# Problem description:
Count the lines in the listing below that hold the string "muddy". Reply with the number alone.

------------------------------------------------------------

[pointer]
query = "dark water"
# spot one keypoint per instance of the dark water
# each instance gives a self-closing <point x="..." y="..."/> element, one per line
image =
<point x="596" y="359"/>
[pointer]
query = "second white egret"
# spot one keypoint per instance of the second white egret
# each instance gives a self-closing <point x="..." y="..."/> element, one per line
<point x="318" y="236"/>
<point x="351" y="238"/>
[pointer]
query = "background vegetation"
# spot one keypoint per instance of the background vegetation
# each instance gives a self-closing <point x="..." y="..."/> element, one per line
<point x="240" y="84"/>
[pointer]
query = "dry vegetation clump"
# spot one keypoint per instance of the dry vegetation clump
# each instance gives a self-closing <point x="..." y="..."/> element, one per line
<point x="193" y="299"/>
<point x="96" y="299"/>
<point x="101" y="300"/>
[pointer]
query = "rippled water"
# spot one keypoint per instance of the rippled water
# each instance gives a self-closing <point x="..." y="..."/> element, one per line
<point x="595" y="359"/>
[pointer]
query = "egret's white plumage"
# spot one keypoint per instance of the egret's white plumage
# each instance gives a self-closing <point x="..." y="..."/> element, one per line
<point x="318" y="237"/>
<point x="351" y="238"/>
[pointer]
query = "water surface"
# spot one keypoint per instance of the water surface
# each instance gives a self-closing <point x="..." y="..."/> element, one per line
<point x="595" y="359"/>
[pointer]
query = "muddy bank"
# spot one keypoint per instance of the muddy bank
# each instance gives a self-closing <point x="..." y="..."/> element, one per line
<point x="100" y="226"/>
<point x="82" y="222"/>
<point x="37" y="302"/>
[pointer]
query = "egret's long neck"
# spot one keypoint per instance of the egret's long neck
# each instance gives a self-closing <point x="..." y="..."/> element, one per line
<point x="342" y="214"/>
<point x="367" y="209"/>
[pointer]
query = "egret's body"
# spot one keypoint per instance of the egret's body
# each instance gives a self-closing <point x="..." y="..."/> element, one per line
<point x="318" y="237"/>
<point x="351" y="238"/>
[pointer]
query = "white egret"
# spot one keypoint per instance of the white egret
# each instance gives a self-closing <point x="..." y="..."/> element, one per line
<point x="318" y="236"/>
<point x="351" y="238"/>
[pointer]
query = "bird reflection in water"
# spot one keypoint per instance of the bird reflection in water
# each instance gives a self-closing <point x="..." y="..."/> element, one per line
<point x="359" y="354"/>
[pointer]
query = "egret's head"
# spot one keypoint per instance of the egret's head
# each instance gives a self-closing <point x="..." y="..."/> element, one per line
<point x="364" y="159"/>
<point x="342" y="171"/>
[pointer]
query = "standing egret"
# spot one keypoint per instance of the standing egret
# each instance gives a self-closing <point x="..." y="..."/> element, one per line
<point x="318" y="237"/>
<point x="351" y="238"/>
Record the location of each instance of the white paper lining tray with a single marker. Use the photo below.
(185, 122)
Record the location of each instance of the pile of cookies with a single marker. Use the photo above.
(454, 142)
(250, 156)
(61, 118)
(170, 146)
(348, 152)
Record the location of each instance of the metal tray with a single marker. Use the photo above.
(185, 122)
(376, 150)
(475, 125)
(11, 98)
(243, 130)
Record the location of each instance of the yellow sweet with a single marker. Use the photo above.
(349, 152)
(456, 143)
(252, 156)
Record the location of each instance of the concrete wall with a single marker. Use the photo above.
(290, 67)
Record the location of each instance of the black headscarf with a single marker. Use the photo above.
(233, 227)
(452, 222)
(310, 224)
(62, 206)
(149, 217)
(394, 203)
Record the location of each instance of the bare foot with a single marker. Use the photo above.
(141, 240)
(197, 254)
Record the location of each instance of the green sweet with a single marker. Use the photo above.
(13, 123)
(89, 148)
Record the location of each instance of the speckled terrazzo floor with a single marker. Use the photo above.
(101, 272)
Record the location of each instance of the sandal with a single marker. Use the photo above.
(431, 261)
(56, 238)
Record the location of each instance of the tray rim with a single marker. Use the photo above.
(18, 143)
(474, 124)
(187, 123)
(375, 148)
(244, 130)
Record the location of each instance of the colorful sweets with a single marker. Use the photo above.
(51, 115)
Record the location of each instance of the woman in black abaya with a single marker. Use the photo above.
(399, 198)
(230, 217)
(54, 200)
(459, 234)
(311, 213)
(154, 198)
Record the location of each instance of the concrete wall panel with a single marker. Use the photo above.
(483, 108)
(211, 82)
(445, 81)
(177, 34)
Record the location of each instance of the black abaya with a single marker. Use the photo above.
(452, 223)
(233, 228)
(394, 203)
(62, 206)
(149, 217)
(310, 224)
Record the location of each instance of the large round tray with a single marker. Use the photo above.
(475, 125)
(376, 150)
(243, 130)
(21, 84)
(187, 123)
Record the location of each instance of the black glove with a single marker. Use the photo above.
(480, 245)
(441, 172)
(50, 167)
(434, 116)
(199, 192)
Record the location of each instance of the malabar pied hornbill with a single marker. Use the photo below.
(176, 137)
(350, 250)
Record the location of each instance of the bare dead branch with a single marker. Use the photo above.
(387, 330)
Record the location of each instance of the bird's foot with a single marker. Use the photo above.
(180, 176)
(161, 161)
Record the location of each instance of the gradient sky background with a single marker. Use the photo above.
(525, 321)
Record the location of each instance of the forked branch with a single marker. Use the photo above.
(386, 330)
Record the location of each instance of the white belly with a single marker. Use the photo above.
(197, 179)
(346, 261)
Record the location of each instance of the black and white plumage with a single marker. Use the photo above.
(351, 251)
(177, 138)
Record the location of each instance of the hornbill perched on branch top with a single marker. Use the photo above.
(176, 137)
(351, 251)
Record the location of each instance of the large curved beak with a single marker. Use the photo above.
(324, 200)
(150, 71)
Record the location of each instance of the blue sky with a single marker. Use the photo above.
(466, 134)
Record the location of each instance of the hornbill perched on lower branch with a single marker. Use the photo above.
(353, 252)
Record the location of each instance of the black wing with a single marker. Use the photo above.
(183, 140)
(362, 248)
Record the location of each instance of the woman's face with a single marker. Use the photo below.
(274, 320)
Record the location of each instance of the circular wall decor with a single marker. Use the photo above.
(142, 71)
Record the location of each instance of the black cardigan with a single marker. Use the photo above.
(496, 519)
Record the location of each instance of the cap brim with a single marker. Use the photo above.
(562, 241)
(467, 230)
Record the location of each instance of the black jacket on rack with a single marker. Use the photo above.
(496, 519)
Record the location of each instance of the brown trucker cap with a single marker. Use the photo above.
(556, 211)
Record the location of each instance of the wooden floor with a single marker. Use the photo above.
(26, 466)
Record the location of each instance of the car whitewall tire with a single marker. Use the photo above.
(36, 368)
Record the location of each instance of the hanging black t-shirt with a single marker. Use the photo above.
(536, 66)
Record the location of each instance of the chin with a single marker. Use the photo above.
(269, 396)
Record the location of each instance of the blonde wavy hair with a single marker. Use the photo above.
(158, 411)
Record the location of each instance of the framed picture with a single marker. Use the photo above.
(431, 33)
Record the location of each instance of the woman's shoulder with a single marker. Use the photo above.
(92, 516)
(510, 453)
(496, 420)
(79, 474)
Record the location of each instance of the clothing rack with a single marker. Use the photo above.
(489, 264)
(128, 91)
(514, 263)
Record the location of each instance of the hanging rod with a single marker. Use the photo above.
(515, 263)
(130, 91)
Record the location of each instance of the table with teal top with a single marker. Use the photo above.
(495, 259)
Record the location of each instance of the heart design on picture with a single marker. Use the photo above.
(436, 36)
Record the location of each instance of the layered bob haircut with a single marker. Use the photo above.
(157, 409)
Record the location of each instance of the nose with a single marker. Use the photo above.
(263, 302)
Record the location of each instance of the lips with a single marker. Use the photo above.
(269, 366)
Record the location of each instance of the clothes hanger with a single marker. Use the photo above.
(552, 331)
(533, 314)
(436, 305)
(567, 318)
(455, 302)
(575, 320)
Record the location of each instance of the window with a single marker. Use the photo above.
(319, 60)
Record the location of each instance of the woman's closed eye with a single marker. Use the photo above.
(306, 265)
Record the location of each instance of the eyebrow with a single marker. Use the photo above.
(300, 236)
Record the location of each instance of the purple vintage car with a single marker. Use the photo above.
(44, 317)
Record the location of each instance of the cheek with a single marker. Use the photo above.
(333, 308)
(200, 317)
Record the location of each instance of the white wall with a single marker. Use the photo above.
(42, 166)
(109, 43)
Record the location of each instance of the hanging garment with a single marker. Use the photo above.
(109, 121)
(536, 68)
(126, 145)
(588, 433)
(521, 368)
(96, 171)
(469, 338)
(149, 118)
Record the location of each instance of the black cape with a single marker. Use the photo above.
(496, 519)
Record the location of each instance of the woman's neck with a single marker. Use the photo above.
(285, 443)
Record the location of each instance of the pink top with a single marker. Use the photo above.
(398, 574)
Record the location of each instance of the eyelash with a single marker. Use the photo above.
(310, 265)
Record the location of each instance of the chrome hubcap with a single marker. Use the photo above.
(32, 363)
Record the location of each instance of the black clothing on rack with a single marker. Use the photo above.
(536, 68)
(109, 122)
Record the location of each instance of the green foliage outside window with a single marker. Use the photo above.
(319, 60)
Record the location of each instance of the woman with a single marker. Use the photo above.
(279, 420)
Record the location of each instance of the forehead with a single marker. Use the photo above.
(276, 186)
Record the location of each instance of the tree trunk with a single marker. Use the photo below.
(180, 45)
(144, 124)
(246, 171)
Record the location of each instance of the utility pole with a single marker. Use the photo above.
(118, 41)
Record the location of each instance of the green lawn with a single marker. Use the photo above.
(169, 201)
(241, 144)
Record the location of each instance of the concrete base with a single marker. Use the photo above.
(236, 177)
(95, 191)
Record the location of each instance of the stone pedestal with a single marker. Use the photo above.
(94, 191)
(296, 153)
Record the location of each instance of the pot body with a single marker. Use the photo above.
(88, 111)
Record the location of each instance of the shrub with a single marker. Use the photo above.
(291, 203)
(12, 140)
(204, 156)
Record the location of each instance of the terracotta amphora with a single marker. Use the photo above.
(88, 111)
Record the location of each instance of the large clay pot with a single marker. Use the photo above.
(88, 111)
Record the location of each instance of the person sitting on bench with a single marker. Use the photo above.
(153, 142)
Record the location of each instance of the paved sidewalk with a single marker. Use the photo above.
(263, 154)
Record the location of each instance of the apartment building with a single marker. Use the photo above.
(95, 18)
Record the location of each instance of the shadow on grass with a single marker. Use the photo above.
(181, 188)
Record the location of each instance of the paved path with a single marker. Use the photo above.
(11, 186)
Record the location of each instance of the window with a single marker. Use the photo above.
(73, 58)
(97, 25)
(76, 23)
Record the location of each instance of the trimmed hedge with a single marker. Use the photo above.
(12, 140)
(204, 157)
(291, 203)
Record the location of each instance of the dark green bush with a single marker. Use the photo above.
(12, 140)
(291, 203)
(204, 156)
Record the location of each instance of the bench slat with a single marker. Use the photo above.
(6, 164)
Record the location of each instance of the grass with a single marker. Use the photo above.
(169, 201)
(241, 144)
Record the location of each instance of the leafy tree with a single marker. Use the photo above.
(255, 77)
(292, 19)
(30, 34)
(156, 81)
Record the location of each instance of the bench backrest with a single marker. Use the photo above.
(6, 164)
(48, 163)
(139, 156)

------------------------------------------------------------

# Answer space:
2